**The problem**.
Reproduce the listing word for word. Skip any image.

**Entries shown**.
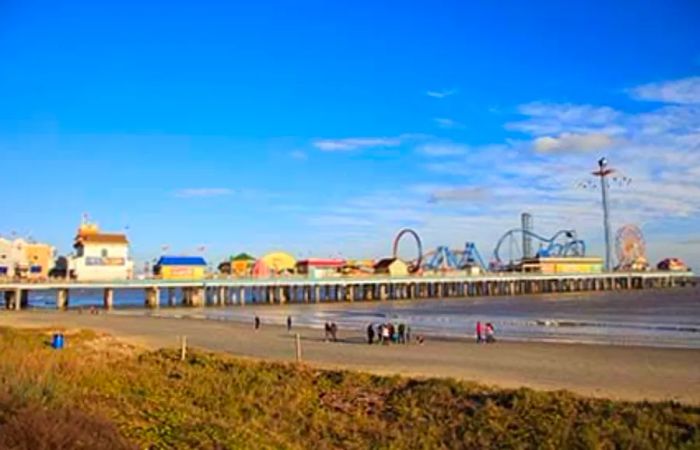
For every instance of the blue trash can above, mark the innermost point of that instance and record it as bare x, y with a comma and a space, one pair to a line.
57, 341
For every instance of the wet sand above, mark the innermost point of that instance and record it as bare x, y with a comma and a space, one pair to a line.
616, 372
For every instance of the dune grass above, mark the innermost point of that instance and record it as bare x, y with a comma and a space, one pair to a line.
98, 393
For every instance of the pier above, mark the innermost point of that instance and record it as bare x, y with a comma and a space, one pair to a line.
235, 291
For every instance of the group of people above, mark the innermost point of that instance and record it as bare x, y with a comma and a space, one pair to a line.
387, 333
485, 333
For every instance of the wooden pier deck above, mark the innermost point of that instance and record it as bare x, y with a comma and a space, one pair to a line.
239, 291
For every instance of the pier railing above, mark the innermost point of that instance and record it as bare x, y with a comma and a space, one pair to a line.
297, 289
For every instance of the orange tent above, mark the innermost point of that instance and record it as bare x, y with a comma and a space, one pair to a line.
261, 270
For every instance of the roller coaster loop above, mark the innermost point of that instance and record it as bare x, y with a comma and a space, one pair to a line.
555, 246
419, 244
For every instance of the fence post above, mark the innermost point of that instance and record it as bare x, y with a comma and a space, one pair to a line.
298, 347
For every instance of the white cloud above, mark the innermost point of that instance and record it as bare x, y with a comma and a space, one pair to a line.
444, 122
441, 93
458, 194
348, 144
203, 192
551, 118
683, 91
299, 155
571, 142
442, 149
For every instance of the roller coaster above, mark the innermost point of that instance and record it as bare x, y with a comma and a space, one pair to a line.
446, 259
562, 243
441, 259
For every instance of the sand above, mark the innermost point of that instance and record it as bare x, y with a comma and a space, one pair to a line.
615, 372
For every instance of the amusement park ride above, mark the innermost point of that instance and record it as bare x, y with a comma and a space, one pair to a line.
443, 258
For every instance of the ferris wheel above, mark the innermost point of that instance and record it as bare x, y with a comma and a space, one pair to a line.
630, 248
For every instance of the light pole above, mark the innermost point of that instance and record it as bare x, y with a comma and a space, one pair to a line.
602, 172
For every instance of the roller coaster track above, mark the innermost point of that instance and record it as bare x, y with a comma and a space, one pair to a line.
419, 244
571, 246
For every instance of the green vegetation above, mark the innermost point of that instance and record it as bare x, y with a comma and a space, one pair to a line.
98, 393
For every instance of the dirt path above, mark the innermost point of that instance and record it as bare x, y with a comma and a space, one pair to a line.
632, 373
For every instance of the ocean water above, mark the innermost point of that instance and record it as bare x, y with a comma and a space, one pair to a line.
661, 318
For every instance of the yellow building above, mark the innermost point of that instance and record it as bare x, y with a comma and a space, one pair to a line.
180, 268
553, 265
393, 267
280, 262
25, 259
39, 260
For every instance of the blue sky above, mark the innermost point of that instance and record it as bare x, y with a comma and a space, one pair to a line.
322, 129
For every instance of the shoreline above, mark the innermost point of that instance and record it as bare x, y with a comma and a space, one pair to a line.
603, 371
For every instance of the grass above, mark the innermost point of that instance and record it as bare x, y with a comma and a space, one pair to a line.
98, 393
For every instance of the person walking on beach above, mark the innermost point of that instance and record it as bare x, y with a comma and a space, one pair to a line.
327, 329
490, 338
386, 336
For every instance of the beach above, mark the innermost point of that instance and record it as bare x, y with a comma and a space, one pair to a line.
603, 371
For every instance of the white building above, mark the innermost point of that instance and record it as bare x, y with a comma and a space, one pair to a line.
100, 256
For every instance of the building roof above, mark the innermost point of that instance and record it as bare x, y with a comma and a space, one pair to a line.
322, 262
242, 257
181, 261
102, 238
386, 262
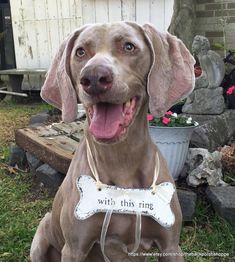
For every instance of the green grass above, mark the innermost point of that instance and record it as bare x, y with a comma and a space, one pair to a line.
19, 216
20, 212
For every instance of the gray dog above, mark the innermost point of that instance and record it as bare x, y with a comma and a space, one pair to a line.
118, 71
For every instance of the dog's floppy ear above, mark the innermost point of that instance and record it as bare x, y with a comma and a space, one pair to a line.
58, 89
171, 77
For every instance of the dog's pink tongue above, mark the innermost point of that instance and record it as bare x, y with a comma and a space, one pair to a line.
106, 121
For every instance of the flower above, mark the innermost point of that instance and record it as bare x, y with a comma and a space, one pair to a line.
171, 119
150, 117
231, 90
189, 120
166, 120
169, 113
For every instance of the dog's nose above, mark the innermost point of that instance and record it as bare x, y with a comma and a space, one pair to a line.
96, 80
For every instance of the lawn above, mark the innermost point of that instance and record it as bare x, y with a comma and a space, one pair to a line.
21, 211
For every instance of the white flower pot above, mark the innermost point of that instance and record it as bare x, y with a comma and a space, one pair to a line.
173, 142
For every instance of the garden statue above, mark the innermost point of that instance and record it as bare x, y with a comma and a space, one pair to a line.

**Result**.
For every instance of the blue trash can above, mark the innermost point of that instance and record it as bare x, y with a comma and a space, one pair to a line.
57, 341
For every instance of the wet sand above, mark the innermost point of that instance and record it as bare x, y with a comma and a space, one pair to a line.
616, 372
For every instance of the dune grass above, mark the innermost point of that instance and record it as bare x, y with a comma and a space, one pair to a line.
98, 393
For every instance of the pier above, mark the innermost point of that instance and record it as bare x, y with a comma and a space, one pair to a line.
235, 291
For every instance of the group of people above, mark the innermost point of that instance and record it as bare x, y with a comma and a space, one pair to a line.
387, 333
485, 333
For every instance of the wooden pier deck above, mark the innermost point of that instance and record it as bare x, y with a comma and a space, one pair to a line.
239, 291
For every instance of the pier railing above, mark the innermost point of that instance and record it as bare x, y with a comma and a space, one pair to a line.
297, 289
For every instance of the orange tent above, mark the innermost point of that instance and record it as bare x, y with a comma and a space, one pair to a line.
261, 270
For every instance of the roller coaster loop above, mark the innermost point of that instance and record it as bare x, y with a comma and a space, one pair to a line.
555, 246
419, 244
For every instance of the fence post above, mark the innermost point of that instance and record it as bare x, y with a comma and a space, one pair to a line.
298, 347
For every instance of the white cloud above, mark the innermost point of that instance and record it as bare x, y with a comma and a space, one pair to a line.
444, 122
441, 93
458, 194
348, 144
203, 192
551, 118
683, 91
299, 155
571, 142
442, 149
For every instance of the roller coaster above, mark the innermost point of that instance and record it as bare x, y with a comma and a space, one pair to a line.
446, 259
562, 243
441, 259
For every instance of the sand above, mark the innermost point of that instance and record it as bare x, y with a comma and a space, one pair to a line.
615, 372
For every instance of the amusement park ride above, mark the innermost point of that instance and record it as bare x, y with a comma and a space, one pair to a line.
443, 258
For every instance of the ferris wheel above, mark the innermost point of that instance and record it as bare x, y with a comma and a space, one pair to a line.
630, 248
For every instance of the light pole above, mark the innermost point of that instance and record it as bare x, y with a comma and a space, one pair to a line.
602, 172
For every instance of the roller coaster track above, mark the innermost point of that instance and record it as bare x, y with a comma and a space, one pair to a line.
419, 244
571, 246
For every instance of the green vegetation above, mark the innermost point of that instance and record it as bare x, y with a comma and a space, one pair to a line.
98, 393
For every instance of the dirt path above, mark the innermost point of that instance and record it as bare x, y with a comma and a space, one pair to a line.
632, 373
For every instance of the ocean water above, mark the innermost point of that instance and record it as bare x, y with a comma and a space, one pair to a line.
661, 318
For every instance of the yellow building above, mark the innermost point of that instance and record it as bare x, y with a comma and a space, one pair to a line.
180, 268
553, 265
393, 267
280, 262
25, 259
39, 260
For every instance of the blue sky above, mark the innermost point of that instance and record it as bare x, y with a comma and a space, one pair to a line.
322, 129
For every instance of the shoreline above, mark the innermost point of that instance and record it as bare x, y with a comma and a space, one pair to a line.
603, 371
For every instance of the grass above, mark the innermost point of that instance and record it as bare x, y with a comma and a space, one pair to a line.
98, 393
For every instance of the person walking on beach above, mark the innermost point of that instance and record it as bare x, y with a comma and a space, one pair to a line.
327, 329
490, 338
386, 336
For every instance of the beach above, mark the innermost point of that instance and record it as bare x, y with a comma and a space, one pair to a line.
603, 371
For every instance of the white building above, mark the innermost point of that instance and record it as bare x, y with a comma and a space, one pair to a line.
100, 256
For every instance of the building roof above, mark the innermost point of that instance and record it as bare x, y with a comma and a space, one pair to a line.
322, 262
242, 257
181, 261
102, 238
386, 262
For every instance of the green grass above, mark the innermost point of that instance and record it as bare x, y with a comma and a space, one pair to a line.
19, 216
20, 212
For every instance of the gray dog above, mark the innermost point of that instance and record it as bare x, y with a comma and a space, one pair to a line.
118, 71
For every instance of the dog's floppy ear above, mark the innermost point of that instance and record it as bare x, y with a comma and a space, one pair to a line.
58, 89
171, 77
For every instance of the dog's pink tongue above, mark the innermost point of that instance and record it as bare x, y with a comma and a space, one pair to a line.
106, 121
For every instance of the flower above, mark the innermost point of that instance and record it as bare x, y with a comma and a space, one pair to a line.
171, 119
150, 117
231, 90
189, 120
166, 120
169, 113
For every instance of the dog's nose above, mark the innermost point of that instance and record it as bare x, y with a comma and a space, one pair to a line.
96, 80
For every instance of the lawn above, mark the innermost point of that instance and record it as bare x, y with a comma and a space, one pair to a line.
21, 211
For every instance of the white flower pot above, mark the innermost point of that instance and record it as bare x, y with a comma and a space, one pair to a line.
173, 142
For every instance of the garden statue above, mark the innermost point of that instance and record it as bare x, y with a comma and a space, one pair to a line.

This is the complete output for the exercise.